### GIVEN INSTRUCTION
Please replace "shelf audit" with "scene survey" everywhere in the lines below, leave everything else unchanged, and give the lines back without the pictures.

Entries from a pointing dataset
§ §
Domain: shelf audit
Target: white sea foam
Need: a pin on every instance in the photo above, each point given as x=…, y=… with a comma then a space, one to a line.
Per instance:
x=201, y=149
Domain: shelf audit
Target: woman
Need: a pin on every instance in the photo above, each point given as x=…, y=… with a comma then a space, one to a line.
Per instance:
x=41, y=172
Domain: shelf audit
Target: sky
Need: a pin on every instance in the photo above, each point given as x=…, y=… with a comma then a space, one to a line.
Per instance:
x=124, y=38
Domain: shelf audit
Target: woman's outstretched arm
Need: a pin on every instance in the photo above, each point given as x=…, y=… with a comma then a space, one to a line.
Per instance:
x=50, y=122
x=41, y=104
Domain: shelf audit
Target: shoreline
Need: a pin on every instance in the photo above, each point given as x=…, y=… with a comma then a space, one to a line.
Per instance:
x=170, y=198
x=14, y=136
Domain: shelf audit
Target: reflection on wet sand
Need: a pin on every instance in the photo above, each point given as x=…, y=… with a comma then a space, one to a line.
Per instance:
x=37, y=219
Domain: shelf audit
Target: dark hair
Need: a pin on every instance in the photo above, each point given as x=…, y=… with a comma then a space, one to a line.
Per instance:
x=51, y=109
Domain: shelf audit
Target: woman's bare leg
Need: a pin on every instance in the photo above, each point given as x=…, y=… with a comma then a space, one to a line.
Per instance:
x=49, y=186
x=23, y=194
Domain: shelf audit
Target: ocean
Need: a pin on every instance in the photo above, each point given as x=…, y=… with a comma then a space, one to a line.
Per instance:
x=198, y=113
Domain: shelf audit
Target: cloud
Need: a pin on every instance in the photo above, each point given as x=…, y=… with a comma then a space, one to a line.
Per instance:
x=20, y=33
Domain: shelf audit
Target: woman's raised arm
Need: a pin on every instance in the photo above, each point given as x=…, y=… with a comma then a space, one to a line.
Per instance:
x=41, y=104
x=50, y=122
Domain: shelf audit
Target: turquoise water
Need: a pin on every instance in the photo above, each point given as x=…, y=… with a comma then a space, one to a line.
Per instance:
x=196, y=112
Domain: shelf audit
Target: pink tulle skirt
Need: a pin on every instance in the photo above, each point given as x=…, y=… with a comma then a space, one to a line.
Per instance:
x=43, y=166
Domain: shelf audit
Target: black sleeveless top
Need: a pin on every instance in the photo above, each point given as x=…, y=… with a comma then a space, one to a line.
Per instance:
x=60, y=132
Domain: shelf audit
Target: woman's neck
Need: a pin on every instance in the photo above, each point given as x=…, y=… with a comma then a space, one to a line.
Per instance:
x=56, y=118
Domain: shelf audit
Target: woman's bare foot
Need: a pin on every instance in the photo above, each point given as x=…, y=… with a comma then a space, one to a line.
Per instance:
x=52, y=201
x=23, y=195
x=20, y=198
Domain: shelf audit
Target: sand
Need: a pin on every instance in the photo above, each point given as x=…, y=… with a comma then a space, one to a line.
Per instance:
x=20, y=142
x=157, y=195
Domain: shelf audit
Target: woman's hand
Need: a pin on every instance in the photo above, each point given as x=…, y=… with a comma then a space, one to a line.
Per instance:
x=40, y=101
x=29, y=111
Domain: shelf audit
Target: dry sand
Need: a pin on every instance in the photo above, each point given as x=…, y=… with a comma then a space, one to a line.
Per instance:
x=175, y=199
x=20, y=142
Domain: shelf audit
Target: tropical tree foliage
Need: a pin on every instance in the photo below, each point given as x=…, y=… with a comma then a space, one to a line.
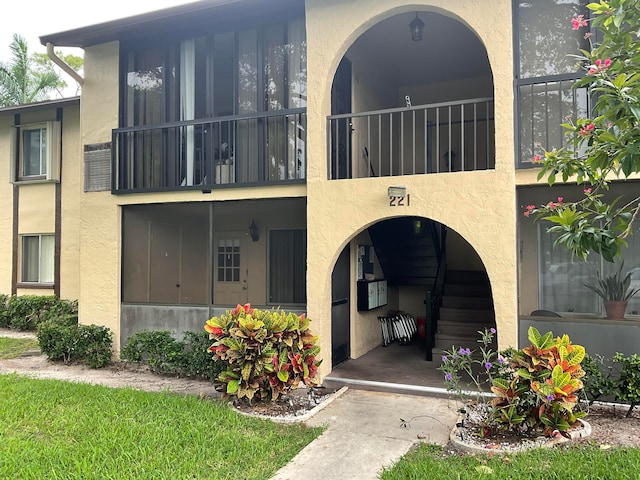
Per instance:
x=604, y=147
x=27, y=77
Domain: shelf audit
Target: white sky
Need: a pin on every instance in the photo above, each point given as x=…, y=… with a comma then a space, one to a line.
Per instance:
x=34, y=18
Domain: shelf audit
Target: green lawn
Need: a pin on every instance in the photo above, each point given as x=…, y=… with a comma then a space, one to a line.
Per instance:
x=576, y=463
x=60, y=430
x=14, y=347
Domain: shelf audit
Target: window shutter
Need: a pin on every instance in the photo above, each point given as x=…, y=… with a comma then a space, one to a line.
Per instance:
x=97, y=167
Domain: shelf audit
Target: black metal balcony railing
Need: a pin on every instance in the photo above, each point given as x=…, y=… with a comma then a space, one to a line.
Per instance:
x=206, y=154
x=435, y=138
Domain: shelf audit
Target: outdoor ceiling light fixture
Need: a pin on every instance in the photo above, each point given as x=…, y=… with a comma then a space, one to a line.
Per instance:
x=417, y=29
x=397, y=191
x=253, y=231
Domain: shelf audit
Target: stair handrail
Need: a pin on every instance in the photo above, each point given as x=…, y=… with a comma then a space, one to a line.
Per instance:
x=434, y=296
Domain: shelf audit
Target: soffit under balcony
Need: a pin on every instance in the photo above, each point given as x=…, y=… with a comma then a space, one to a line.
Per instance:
x=188, y=18
x=448, y=51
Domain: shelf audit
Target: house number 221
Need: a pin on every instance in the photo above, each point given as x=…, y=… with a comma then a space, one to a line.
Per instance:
x=403, y=201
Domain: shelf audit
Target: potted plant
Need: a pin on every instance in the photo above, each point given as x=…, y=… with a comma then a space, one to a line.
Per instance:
x=615, y=291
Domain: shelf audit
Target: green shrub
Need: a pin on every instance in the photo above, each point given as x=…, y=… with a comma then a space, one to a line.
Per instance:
x=4, y=315
x=265, y=352
x=598, y=381
x=197, y=359
x=166, y=355
x=536, y=388
x=67, y=341
x=157, y=349
x=25, y=312
x=627, y=385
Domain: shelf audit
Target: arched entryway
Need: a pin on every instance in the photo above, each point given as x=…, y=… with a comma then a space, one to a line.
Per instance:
x=413, y=110
x=406, y=107
x=421, y=270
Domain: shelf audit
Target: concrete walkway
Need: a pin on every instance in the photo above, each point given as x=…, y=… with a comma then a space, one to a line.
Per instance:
§ §
### TASK RESULT
Domain: scene survey
Target: white sea foam
Need: a pin on every instance in the photo above, each point given as x=…, y=… with a comma then a space, one to a line.
Per instance:
x=201, y=149
Domain: scene survey
Target: woman
Need: a pin on every instance in the photo above, each point given as x=…, y=… with a comma then a space, one to a line.
Per instance:
x=41, y=172
Domain: scene survey
Target: sky
Need: a pin on every instance in the photo above, each point given as x=…, y=… with a comma then a space, one to a line.
Per instance:
x=124, y=38
Domain: scene survey
Target: woman's outstretched arm
Need: a pin on every instance in the photo above, each point given as x=…, y=… with a comma then a space, one to a line.
Per instance:
x=50, y=122
x=41, y=104
Domain: scene survey
Target: shoreline
Need: a pin on every instance in the photo above, each point given as x=…, y=… with a comma then a space, one to a line.
Per instance:
x=170, y=198
x=14, y=136
Domain: scene survey
Target: reflection on wet sand
Need: a pin on every instance in the photo above, each point given as x=…, y=… with a comma then a space, one to a line.
Per instance:
x=37, y=219
Domain: scene survey
Target: dark hair
Need: a pin on every instance in the photo above, each point given as x=…, y=… with a comma then a space, one to a line.
Per instance:
x=51, y=109
Domain: scene survey
Target: woman's bare leg
Need: a pin on every instance in the photo above, each point given as x=…, y=… with a comma then a space, one to a line.
Per instance:
x=49, y=186
x=23, y=194
Domain: scene survey
Target: ocean
Need: a pin on every instance in the photo above, each point given as x=…, y=… with a comma then a space, one to a line.
Per instance:
x=198, y=113
Domain: scene survey
Target: cloud
Need: a pin on every instance in the photo above, each point given as x=…, y=… with a comma then a space, one to a line.
Per instance:
x=20, y=33
Domain: scene survey
Target: woman's raised arm
Need: a pin on every instance in the photo above, each point given as x=…, y=… with a comma then a space, one to a line.
Per instance:
x=41, y=104
x=50, y=122
Domain: scene survey
Target: turquoise water
Need: a pin on every instance in the photo above, each point given as x=…, y=… with a comma then a space, one to a line.
Per instance:
x=196, y=112
Domain: scene survey
Target: pink tulle skirt
Need: a pin on every instance in the photo above, each point given as x=…, y=… with a comma then a space, one to a line.
Per instance:
x=43, y=166
Domain: scene survey
Target: black sleeveless top
Need: a pin on every instance in the photo above, each point given as x=…, y=… with a comma then a space, one to a line.
Per instance:
x=60, y=132
Domain: scene survey
Target: woman's neck
Need: a pin on every instance in the photo above, each point given as x=…, y=… with a comma then a space, one to a line.
Per instance:
x=56, y=118
Domain: scene survey
Target: woman's bare foot
Need: a pin on every instance in the photo above, each point given as x=…, y=… with a comma then a space, one to a line.
Per instance:
x=52, y=201
x=23, y=195
x=20, y=198
Domain: scene survey
Target: sand
Need: a pin on every instance in the photo above, each point given as x=…, y=… with a comma then a space, one to a line.
Per instance:
x=20, y=142
x=157, y=195
Domain: scene survey
Target: woman's hand
Need: a pin on every instance in the photo above, each point given as x=…, y=… with a comma then a space, one to a line.
Per instance:
x=40, y=101
x=29, y=111
Domain: scene survey
Target: dry sand
Need: a pin on every instance in the photo above, each point given as x=…, y=… with a comma then a space, one to a line.
Per instance:
x=175, y=199
x=20, y=142
Domain: scene survey
Target: tropical tree foliage
Need: a pin on every instance in the photo below, each point given as x=…, y=… with a comma then a space, one to a line.
Per instance:
x=604, y=147
x=27, y=77
Domain: scene survey
Target: white sky
Need: a pin on every instance in the photo above, each point given as x=…, y=… with a comma then a space, one to a line.
Per instance:
x=34, y=18
Domain: scene survey
Target: green lawn
Need: a pin on every instance in the photo above, each point given as x=…, y=… with a comma then a space, one to a line.
Per instance:
x=576, y=463
x=60, y=430
x=14, y=347
Domain: scene survey
Target: window shutter
Need: a pin on every instance in the photo above, each point given as x=…, y=… with a comma then a space, one to a line.
Per instance:
x=97, y=167
Domain: scene survey
Target: black metal balcony railing
Need: a pin on every instance in the photo above, each point given as x=…, y=… with a comma then a space, one to a line.
Per instance:
x=206, y=154
x=435, y=138
Domain: scene survey
Target: outdoor ceiling light fixture
Need: a pin on every instance in the photo above, each point given as x=…, y=… with a comma then a space, one to a line.
Per instance:
x=417, y=29
x=397, y=191
x=253, y=231
Domain: scene survey
Target: stair handrail
Need: a pin on every instance in the photo above, each point given as x=…, y=… with a comma then a space, one to a line.
Per instance:
x=434, y=296
Domain: scene survey
Target: soffit under balcony
Need: a pin on every instance in the photo above, each point given as x=…, y=… with a comma then a space, one to a line.
Per instance:
x=188, y=18
x=448, y=51
Domain: scene survey
Target: house number 221
Need: a pin on every instance in the photo above, each point given as x=…, y=… with a comma then a space, one to a line.
Per instance:
x=403, y=201
Domain: scene survey
Target: potted plant
Need: a pin on every instance in the photo above, each point given as x=…, y=… with a comma then a space, one to a line.
Per instance:
x=615, y=291
Domain: scene survey
Target: green shrub
Need: a pin on every instance in the photo above, each point given as x=…, y=… with a comma then a space, one to a line.
Per instance:
x=4, y=315
x=265, y=352
x=598, y=381
x=197, y=359
x=166, y=355
x=536, y=388
x=67, y=341
x=157, y=349
x=25, y=312
x=627, y=385
Domain: scene survey
Target: arched entryway
Need: a pin on every instance in the photo above, each point given as x=…, y=… with a comma then a space, one to a line.
Per instance:
x=413, y=110
x=406, y=107
x=421, y=270
Domain: scene survey
Target: concrete walkway
Need: a pin on every instance in the photo above, each point given as x=…, y=… with a comma then a space, one to a line.
Per instance:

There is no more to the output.